● Problem details
Which lines of the records contain the word "door"? Copy each one.

[Available records Boundary: Start]

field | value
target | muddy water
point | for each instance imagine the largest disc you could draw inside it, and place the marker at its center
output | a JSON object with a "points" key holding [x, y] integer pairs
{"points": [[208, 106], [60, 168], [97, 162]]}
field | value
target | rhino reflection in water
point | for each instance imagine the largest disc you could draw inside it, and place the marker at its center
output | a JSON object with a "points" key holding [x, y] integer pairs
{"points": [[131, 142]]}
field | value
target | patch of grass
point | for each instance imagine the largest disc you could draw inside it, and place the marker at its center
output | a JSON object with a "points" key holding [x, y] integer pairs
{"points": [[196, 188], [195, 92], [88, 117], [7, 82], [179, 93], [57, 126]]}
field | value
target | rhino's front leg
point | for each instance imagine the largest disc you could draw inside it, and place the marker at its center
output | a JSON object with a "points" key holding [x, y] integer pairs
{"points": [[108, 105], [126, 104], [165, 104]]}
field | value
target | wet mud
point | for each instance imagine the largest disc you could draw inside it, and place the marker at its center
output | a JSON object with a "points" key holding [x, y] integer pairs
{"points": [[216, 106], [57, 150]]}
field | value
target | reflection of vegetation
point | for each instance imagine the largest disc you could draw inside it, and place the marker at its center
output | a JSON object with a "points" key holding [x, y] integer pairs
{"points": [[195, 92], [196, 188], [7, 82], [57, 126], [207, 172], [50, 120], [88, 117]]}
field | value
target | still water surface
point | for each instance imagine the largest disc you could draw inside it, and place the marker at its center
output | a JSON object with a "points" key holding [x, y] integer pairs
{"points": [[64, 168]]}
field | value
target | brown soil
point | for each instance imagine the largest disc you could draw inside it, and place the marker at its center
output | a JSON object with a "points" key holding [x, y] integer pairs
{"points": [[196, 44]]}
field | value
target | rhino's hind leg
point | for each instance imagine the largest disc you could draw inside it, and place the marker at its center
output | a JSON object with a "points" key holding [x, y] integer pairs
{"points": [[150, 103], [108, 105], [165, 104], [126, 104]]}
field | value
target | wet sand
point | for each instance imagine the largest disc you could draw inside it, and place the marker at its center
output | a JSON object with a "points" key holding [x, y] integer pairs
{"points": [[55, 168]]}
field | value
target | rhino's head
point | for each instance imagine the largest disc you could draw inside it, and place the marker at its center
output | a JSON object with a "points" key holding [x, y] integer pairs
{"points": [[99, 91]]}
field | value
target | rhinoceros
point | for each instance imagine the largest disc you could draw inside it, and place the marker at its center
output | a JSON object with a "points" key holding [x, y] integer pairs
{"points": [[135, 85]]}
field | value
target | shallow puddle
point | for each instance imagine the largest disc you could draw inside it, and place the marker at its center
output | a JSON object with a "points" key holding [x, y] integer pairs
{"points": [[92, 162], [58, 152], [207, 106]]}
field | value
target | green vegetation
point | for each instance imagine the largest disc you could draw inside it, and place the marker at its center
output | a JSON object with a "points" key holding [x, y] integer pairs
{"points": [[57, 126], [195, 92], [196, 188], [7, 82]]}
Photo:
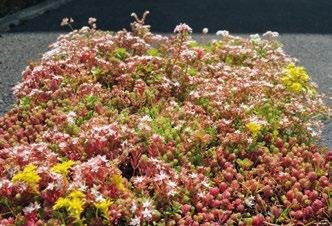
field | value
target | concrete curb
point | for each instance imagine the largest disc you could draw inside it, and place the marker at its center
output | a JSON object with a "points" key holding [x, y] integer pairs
{"points": [[28, 13]]}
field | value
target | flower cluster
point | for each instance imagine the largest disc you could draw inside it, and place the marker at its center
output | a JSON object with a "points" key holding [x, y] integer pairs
{"points": [[133, 128]]}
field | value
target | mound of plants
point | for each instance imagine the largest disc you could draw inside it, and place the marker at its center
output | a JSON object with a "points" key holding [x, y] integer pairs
{"points": [[134, 128]]}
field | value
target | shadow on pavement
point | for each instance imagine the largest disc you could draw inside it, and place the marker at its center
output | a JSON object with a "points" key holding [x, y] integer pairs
{"points": [[237, 16]]}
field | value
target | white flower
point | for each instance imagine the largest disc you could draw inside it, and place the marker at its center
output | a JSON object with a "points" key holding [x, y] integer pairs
{"points": [[171, 184], [133, 208], [135, 221], [147, 203], [66, 21], [205, 30], [271, 34], [94, 168], [181, 28], [255, 37], [250, 201], [92, 20], [147, 214], [50, 186], [32, 207], [223, 33], [139, 179], [193, 175], [162, 176], [100, 198]]}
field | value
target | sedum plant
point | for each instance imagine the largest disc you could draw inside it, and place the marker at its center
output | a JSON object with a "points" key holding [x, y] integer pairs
{"points": [[134, 128]]}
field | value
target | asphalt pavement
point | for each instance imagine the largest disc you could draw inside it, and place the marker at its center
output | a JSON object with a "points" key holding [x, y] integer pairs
{"points": [[305, 27]]}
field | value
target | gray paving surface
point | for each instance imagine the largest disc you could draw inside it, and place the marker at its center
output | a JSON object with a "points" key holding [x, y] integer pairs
{"points": [[305, 27]]}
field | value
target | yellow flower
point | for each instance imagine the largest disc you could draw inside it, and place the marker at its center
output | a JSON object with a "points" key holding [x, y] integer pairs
{"points": [[103, 207], [296, 79], [117, 181], [63, 168], [28, 176], [254, 128], [74, 203]]}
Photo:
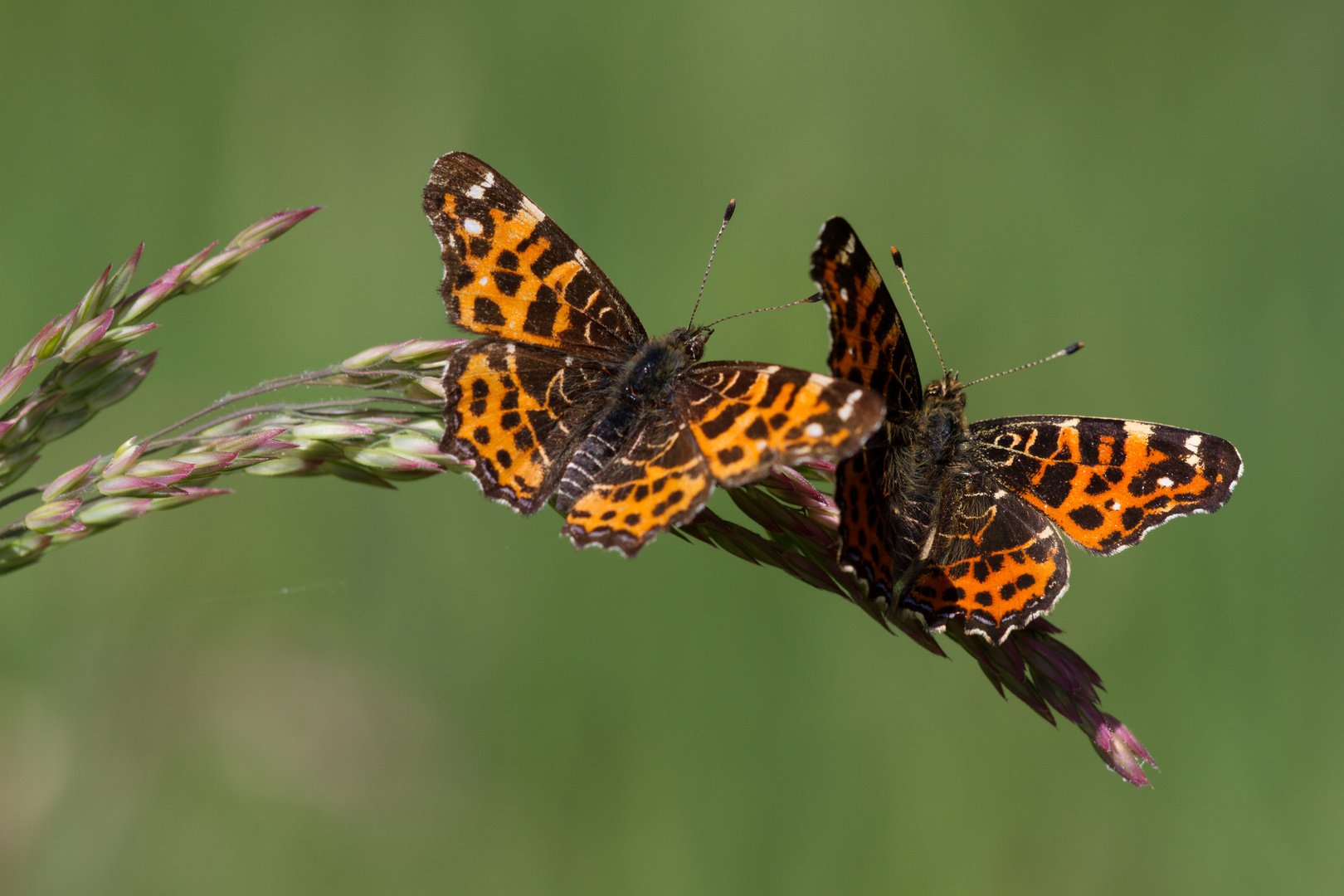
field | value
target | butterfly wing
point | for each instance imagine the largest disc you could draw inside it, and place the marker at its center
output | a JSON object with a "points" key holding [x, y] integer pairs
{"points": [[1105, 483], [869, 345], [511, 271], [659, 480], [509, 410], [747, 416], [992, 563]]}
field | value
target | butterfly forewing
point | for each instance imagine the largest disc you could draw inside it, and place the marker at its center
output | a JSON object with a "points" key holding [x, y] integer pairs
{"points": [[747, 416], [869, 343], [543, 406], [1105, 483], [511, 271]]}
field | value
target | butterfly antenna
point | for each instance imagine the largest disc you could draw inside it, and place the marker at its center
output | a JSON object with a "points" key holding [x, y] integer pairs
{"points": [[895, 257], [1049, 358], [815, 297], [728, 217]]}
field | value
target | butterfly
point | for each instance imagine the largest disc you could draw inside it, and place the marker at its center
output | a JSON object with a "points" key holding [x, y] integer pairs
{"points": [[958, 523], [566, 398]]}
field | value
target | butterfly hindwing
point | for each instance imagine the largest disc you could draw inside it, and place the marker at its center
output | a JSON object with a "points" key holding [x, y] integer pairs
{"points": [[511, 271], [996, 564], [863, 533], [1105, 483], [509, 410], [869, 342], [747, 416], [659, 480]]}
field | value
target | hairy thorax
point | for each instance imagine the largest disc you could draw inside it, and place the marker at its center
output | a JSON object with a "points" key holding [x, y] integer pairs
{"points": [[645, 382], [928, 448]]}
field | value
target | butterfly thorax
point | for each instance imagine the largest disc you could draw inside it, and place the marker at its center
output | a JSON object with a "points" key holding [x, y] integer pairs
{"points": [[644, 383], [928, 448], [650, 377]]}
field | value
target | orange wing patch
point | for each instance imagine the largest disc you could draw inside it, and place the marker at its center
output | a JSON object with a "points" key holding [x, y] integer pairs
{"points": [[1107, 483], [869, 343], [661, 480], [511, 271], [995, 592], [747, 416], [505, 411], [863, 531]]}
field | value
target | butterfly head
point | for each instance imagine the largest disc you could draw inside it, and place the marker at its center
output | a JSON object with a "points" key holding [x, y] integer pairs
{"points": [[654, 370], [947, 391]]}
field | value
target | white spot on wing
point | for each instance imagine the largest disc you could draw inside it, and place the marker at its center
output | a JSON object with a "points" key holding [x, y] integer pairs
{"points": [[530, 207]]}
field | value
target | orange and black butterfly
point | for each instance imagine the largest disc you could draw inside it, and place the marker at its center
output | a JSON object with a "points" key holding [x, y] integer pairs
{"points": [[957, 522], [566, 397]]}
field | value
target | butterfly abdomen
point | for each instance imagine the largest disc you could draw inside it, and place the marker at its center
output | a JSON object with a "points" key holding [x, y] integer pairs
{"points": [[925, 449]]}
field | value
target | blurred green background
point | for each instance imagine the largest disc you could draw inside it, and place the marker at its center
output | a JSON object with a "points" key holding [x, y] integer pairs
{"points": [[314, 687]]}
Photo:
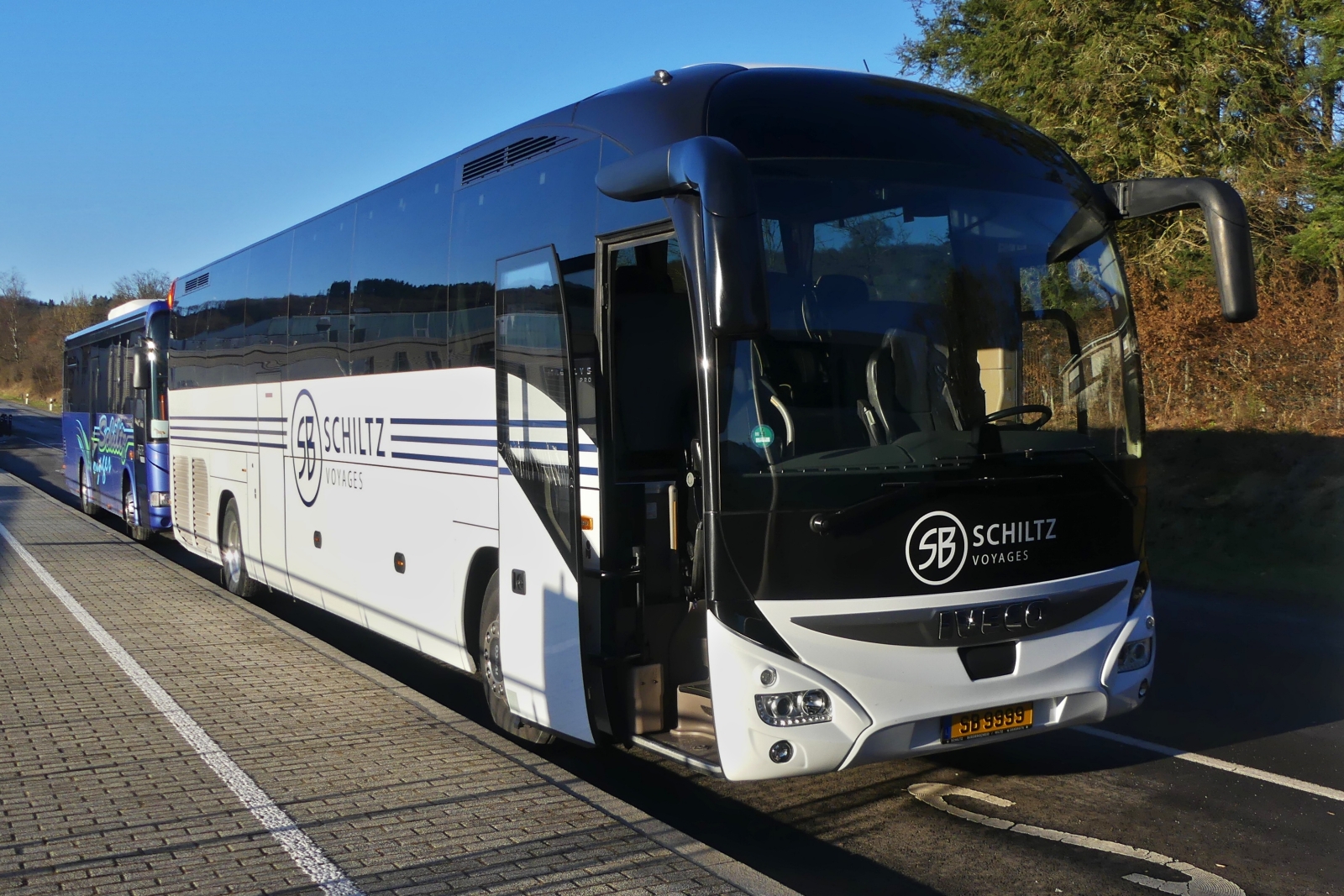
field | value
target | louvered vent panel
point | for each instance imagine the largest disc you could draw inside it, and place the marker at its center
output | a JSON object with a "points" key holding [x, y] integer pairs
{"points": [[201, 504], [181, 501], [512, 155]]}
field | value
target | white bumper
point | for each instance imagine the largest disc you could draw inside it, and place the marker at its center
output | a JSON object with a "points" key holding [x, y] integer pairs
{"points": [[891, 700]]}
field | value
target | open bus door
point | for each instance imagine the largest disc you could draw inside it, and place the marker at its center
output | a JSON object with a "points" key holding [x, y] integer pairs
{"points": [[538, 499]]}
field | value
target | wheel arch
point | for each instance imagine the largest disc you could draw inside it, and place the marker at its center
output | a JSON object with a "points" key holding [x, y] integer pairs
{"points": [[479, 571], [225, 497], [129, 483]]}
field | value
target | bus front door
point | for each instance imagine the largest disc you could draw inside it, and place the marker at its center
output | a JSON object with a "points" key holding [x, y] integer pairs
{"points": [[538, 517]]}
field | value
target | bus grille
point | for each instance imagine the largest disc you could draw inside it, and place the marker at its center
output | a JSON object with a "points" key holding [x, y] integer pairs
{"points": [[192, 501]]}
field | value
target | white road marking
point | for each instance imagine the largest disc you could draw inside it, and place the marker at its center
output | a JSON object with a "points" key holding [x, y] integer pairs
{"points": [[306, 853], [1283, 781], [1200, 883]]}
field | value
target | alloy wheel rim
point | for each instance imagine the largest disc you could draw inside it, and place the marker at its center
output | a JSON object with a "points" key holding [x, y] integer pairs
{"points": [[232, 555], [494, 671]]}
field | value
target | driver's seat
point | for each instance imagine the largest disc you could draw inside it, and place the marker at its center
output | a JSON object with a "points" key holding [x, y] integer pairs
{"points": [[900, 379]]}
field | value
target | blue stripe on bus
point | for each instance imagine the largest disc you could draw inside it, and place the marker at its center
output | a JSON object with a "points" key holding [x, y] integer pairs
{"points": [[197, 438], [440, 439], [425, 421], [474, 461], [259, 419], [221, 429]]}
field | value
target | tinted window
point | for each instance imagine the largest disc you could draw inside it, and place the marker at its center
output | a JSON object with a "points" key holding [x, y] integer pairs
{"points": [[206, 344], [266, 308], [319, 297], [534, 392], [400, 304], [550, 201]]}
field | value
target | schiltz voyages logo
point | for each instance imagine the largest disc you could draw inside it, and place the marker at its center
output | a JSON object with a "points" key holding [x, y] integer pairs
{"points": [[937, 547], [307, 448]]}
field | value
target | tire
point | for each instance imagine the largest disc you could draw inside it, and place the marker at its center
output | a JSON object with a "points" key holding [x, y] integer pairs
{"points": [[233, 566], [128, 515], [492, 676], [87, 493]]}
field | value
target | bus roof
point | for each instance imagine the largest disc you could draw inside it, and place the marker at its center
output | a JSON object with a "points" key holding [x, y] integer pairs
{"points": [[134, 320], [651, 112]]}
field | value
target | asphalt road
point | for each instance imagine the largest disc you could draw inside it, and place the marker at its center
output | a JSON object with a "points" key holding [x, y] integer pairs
{"points": [[1256, 683]]}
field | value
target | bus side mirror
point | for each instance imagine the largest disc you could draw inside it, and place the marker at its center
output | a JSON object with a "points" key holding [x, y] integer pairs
{"points": [[734, 259], [140, 371], [1225, 217]]}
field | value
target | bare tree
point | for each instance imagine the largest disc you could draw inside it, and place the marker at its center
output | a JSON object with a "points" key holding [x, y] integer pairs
{"points": [[13, 300], [144, 284]]}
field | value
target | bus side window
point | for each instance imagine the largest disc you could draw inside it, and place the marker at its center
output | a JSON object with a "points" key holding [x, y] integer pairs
{"points": [[319, 297], [400, 275]]}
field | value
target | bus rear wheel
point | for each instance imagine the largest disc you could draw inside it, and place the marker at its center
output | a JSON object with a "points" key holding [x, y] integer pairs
{"points": [[492, 673], [233, 566], [129, 515], [87, 493]]}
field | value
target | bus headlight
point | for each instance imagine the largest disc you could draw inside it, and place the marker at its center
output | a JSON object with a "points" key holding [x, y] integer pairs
{"points": [[795, 708], [1135, 656]]}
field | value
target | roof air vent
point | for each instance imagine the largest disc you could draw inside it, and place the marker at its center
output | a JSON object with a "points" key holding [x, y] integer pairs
{"points": [[512, 155]]}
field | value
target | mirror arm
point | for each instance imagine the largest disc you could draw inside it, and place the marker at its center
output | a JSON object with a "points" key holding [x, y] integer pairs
{"points": [[1225, 217]]}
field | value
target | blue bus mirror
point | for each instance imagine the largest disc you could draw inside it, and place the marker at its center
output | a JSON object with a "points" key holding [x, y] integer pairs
{"points": [[714, 170], [1225, 217], [140, 371]]}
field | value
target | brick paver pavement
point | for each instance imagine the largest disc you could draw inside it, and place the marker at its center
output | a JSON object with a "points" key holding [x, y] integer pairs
{"points": [[98, 793]]}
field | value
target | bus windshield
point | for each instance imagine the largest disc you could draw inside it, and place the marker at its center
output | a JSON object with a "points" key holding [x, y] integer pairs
{"points": [[924, 322]]}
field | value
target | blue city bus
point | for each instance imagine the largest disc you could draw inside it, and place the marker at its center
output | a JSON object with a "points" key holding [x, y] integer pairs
{"points": [[114, 418]]}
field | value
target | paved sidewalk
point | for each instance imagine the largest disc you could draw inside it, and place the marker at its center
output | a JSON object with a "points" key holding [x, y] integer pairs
{"points": [[100, 790]]}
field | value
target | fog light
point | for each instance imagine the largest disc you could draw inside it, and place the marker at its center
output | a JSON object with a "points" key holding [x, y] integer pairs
{"points": [[795, 708], [1135, 656], [816, 703]]}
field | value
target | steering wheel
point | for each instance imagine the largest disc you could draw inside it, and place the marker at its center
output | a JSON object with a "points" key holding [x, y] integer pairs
{"points": [[1021, 409]]}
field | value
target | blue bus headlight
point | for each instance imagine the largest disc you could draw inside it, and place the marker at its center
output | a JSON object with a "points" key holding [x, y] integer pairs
{"points": [[795, 708], [1136, 654]]}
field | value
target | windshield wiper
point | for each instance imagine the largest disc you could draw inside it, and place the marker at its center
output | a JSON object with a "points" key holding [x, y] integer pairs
{"points": [[1112, 477], [866, 513]]}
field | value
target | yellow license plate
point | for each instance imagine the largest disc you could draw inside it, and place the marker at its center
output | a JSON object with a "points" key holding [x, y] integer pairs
{"points": [[985, 721]]}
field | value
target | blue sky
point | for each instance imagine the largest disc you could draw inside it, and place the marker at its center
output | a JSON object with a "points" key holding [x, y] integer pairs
{"points": [[165, 134]]}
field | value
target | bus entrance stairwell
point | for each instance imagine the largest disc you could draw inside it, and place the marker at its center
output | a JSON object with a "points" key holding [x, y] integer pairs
{"points": [[654, 607]]}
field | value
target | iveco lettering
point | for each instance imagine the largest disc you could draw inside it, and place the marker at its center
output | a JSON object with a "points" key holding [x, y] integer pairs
{"points": [[774, 419]]}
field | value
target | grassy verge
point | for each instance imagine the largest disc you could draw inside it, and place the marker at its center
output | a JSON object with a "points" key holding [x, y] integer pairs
{"points": [[33, 401], [1254, 513]]}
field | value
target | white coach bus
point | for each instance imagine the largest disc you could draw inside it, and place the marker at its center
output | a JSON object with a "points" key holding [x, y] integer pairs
{"points": [[774, 419]]}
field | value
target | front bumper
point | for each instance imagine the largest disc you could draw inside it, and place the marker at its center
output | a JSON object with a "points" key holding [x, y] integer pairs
{"points": [[890, 701]]}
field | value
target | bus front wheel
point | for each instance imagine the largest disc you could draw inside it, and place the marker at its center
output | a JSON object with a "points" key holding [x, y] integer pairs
{"points": [[233, 567], [129, 515], [492, 673]]}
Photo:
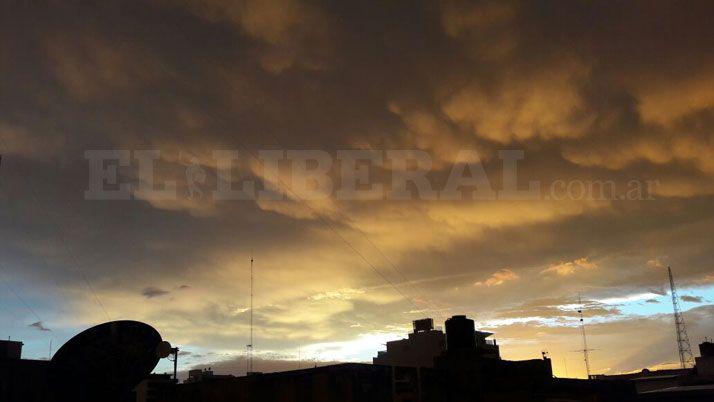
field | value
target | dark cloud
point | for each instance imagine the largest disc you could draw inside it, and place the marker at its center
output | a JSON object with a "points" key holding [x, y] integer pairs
{"points": [[589, 91], [692, 299], [39, 326], [152, 291]]}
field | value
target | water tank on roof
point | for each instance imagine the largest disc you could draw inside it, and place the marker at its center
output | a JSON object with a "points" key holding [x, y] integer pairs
{"points": [[423, 325], [460, 333]]}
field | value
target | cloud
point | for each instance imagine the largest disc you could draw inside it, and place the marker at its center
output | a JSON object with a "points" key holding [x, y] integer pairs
{"points": [[692, 299], [200, 75], [569, 268], [498, 278], [39, 326], [151, 292]]}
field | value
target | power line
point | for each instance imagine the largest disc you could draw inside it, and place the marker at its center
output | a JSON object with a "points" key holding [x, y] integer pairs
{"points": [[586, 351], [406, 281], [63, 241], [331, 227]]}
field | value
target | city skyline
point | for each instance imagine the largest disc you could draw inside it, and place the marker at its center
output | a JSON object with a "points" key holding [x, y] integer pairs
{"points": [[581, 95]]}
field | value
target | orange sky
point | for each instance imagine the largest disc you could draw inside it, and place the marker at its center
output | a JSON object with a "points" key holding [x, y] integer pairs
{"points": [[589, 92]]}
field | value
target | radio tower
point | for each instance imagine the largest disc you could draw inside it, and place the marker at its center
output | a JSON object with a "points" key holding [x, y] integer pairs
{"points": [[683, 346], [586, 351], [249, 347]]}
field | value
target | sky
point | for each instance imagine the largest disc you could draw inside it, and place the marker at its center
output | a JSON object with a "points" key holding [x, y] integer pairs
{"points": [[582, 93]]}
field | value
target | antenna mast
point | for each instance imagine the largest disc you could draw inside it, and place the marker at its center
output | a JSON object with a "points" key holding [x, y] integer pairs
{"points": [[249, 348], [586, 351], [683, 345]]}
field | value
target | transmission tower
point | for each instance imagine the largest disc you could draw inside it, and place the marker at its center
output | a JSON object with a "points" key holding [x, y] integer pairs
{"points": [[249, 347], [586, 351], [683, 345]]}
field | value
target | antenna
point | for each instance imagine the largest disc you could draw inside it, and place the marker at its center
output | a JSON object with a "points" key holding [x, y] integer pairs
{"points": [[586, 351], [249, 348], [565, 364], [683, 345]]}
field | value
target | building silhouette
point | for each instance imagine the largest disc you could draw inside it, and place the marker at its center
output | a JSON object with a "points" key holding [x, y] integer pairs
{"points": [[459, 365]]}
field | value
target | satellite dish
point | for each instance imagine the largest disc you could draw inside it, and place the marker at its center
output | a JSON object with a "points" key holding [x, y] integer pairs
{"points": [[106, 362]]}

[Available records Boundary: End]

● Answer section
target | open bus door
target | bus front door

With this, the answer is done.